* INSTRUCTIONS FOR THE TASK:
Return the records below exactly as they are written.

***** DATA *****

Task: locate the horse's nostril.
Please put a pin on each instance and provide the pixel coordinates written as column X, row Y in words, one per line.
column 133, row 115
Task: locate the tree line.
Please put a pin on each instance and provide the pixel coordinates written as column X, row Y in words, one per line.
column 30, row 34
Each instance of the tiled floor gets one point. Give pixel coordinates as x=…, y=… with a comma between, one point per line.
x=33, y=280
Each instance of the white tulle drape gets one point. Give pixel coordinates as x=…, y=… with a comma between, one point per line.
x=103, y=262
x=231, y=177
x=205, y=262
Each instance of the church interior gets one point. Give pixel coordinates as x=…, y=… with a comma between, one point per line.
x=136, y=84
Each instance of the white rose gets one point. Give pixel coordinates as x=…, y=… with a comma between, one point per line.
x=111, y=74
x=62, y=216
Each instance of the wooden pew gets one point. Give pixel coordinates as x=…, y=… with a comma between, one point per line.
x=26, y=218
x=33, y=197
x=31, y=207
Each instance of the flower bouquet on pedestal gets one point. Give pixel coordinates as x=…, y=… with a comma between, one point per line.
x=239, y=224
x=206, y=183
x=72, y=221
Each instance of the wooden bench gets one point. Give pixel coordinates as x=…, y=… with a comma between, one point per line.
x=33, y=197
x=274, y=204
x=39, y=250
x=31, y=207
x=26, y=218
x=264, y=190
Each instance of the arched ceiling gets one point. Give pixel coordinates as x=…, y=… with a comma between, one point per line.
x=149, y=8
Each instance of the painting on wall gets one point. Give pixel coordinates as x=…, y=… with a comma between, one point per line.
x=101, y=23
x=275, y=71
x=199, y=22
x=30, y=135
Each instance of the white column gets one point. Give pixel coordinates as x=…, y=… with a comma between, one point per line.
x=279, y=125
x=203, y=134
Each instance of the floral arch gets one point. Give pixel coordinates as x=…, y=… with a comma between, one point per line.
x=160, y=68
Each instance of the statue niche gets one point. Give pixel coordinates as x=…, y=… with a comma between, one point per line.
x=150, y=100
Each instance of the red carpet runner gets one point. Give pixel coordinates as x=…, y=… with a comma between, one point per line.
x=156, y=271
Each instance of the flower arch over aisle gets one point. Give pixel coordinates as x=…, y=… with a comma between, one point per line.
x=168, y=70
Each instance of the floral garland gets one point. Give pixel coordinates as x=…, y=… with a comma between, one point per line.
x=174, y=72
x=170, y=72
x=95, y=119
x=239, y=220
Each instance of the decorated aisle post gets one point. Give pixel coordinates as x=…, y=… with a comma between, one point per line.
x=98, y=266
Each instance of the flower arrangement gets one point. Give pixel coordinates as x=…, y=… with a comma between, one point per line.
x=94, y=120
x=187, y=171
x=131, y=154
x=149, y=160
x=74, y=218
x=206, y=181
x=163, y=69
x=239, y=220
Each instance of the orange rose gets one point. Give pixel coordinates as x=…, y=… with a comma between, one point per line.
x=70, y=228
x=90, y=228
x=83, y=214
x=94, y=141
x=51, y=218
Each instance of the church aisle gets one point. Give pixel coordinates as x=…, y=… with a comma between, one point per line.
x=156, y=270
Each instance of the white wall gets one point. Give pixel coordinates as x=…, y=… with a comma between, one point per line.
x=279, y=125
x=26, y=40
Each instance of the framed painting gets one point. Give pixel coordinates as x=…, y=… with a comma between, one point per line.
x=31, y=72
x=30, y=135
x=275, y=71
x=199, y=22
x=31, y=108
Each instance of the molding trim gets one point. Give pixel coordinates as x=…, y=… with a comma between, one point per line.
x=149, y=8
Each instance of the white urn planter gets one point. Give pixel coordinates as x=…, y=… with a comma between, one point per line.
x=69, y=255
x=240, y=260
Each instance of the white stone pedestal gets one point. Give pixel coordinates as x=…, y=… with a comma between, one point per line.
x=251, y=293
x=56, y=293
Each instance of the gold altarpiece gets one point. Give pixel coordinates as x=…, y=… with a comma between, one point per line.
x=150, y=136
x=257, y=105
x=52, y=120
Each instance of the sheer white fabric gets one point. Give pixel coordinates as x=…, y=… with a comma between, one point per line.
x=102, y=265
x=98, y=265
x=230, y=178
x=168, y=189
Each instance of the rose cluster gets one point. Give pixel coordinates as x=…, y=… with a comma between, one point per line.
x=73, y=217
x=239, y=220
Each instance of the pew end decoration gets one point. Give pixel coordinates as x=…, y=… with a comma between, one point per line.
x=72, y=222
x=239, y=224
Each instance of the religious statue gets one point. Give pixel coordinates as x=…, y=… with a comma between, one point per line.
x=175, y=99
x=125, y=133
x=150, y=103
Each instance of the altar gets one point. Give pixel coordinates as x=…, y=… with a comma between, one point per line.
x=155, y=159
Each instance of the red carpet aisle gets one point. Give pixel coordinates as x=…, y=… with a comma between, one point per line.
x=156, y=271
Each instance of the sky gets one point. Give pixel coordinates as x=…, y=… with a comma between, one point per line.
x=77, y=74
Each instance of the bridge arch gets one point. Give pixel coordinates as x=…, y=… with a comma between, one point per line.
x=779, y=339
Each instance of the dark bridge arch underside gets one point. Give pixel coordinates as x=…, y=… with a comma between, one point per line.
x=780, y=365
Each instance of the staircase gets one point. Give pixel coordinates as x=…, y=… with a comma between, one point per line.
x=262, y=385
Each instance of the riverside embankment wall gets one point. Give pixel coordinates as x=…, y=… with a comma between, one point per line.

*****

* THE ANSWER:
Task: locate the horse's nostril.
Please put a pin on each instance and provide the pixel coordinates written as column X, row Y in words, one per line.
column 133, row 115
Task: locate the tree line.
Please put a pin on each instance and provide the pixel coordinates written as column X, row Y in words, one per line.
column 30, row 34
Each instance of the tiled floor gets one point. Give pixel coordinates as x=…, y=… with a comma between, one point per line.
x=33, y=280
Each instance of the white tulle drape gets one point. Give pixel coordinates as x=…, y=… with a comma between, one point per line.
x=103, y=262
x=231, y=177
x=205, y=262
Each instance of the church interior gets one point. Give pixel coordinates as x=…, y=… with a comma between, one point per line.
x=136, y=84
Each instance of the white rose gets one point. Give pixel coordinates as x=…, y=… with a comma between, one point per line.
x=111, y=74
x=62, y=216
Each instance of the wooden pew gets one point. Give pixel coordinates as x=…, y=… with a comma between, one point per line.
x=26, y=218
x=33, y=197
x=31, y=207
Each instance of the flower bouquet on pedestal gets one point. Give pixel coordinates as x=…, y=… with a comma between, one point per line.
x=239, y=224
x=206, y=183
x=72, y=221
Each instance of the wooden bench gets one point. Give pixel coordinates as x=…, y=… with a comma between, one point per line.
x=33, y=197
x=274, y=204
x=39, y=250
x=31, y=207
x=26, y=218
x=264, y=190
Each instance of the arched ceiling gets one point. Give pixel coordinates as x=…, y=… with a comma between, one point per line.
x=149, y=8
Each instance of the painting on wall gets one point. Give pixel coordinates as x=…, y=… with a comma between, one point per line.
x=101, y=23
x=275, y=71
x=199, y=22
x=30, y=135
Each instance of the white column gets one point. Give pixel coordinates as x=…, y=… with a comma between, one point per line.
x=279, y=125
x=203, y=134
Each instance of the floral arch gets one point. Give pixel coordinates as x=…, y=… with a comma between, one point per line.
x=160, y=68
Each instance of the statue niche gets one point. Give pixel coordinates as x=…, y=… with a comma between, one point per line.
x=150, y=100
Each instance of the red carpet runner gets one point. Give pixel coordinates as x=…, y=… with a comma between, one point per line.
x=156, y=271
Each instance of the flower arch over aisle gets one point. Give pixel coordinates as x=…, y=… with a comma between, one point per line.
x=168, y=70
Each instance of the floral garland gets one point. Give pixel coordinates as x=…, y=… with a comma between, one point per line.
x=174, y=72
x=170, y=72
x=95, y=119
x=239, y=220
Each instance of the decorated aisle post gets one point. Give pixel coordinates as x=…, y=… with a comma between, one point per line.
x=98, y=266
Each instance of the flower arrangement gets one point. Give pixel coordinates as x=…, y=… with a comma between, one point per line.
x=94, y=120
x=187, y=171
x=131, y=154
x=149, y=160
x=74, y=218
x=206, y=181
x=163, y=69
x=239, y=220
Each instance of the orange rose gets one point. Give pixel coordinates as x=…, y=… with a comma between, one point per line.
x=70, y=228
x=90, y=228
x=83, y=214
x=94, y=141
x=51, y=218
Each instance of the church aisle gets one point. Give pixel coordinates as x=…, y=… with a comma between, one point per line.
x=156, y=270
Each instance of the white wall gets one point. Give pixel coordinates as x=…, y=… with a comma between, one point per line.
x=279, y=125
x=26, y=40
Each instance of the framed painting gets one point. Give pixel coordinates as x=…, y=… with a comma between, one point per line.
x=31, y=72
x=30, y=135
x=275, y=71
x=199, y=22
x=31, y=108
Each instance of the molding trim gets one point. Give pixel coordinates as x=…, y=… with a comma between, one point per line.
x=149, y=8
Each instance of the white urn planter gets one point. Give pixel coordinates as x=…, y=… with a comma between, one point per line.
x=69, y=255
x=240, y=260
Each instance of the white stone pedestal gets one point. Give pixel coordinates as x=…, y=… with a comma between, one point per line.
x=251, y=293
x=56, y=293
Each instance of the gold altarpiece gets one point. Give pixel coordinates as x=…, y=… with a comma between, one point per line.
x=150, y=136
x=257, y=105
x=52, y=120
Each instance of the sheer white fabric gets one point. Give pixel coordinates as x=…, y=… with a comma between, one point per line.
x=102, y=265
x=98, y=265
x=230, y=178
x=168, y=189
Each instance of the rose cluster gets one point. Give pixel coordinates as x=…, y=… with a comma between, one point per line.
x=73, y=217
x=239, y=220
Each instance of the pew end decoration gets one point. Give pixel coordinates as x=…, y=… with a comma between, one point per line.
x=72, y=222
x=239, y=224
Each instance of the religious statue gets one point. Give pixel coordinates as x=…, y=… with a comma between, one point per line.
x=175, y=99
x=125, y=133
x=150, y=103
Each instance of the altar gets one point. Give pixel coordinates as x=…, y=… with a comma between, one point per line.
x=155, y=159
Each instance of the red carpet aisle gets one point. Give pixel coordinates as x=…, y=… with a comma between, one point per line.
x=156, y=271
Each instance of the sky gets one point. Give pixel coordinates as x=…, y=… with a comma between, one point per line.
x=77, y=74
Each instance of the bridge arch gets one point. Give pixel coordinates as x=…, y=… with a comma between, one point per line.
x=779, y=339
Each instance of the dark bridge arch underside gets one point. Give pixel coordinates as x=…, y=… with a comma between, one point per line.
x=780, y=365
Each instance of the staircase gets one point. Give pixel coordinates as x=…, y=… with a comma between, one point per line.
x=262, y=385
Each instance of the riverside embankment wall gets one point. Give pixel coordinates as x=…, y=… with a comma between, one point per line.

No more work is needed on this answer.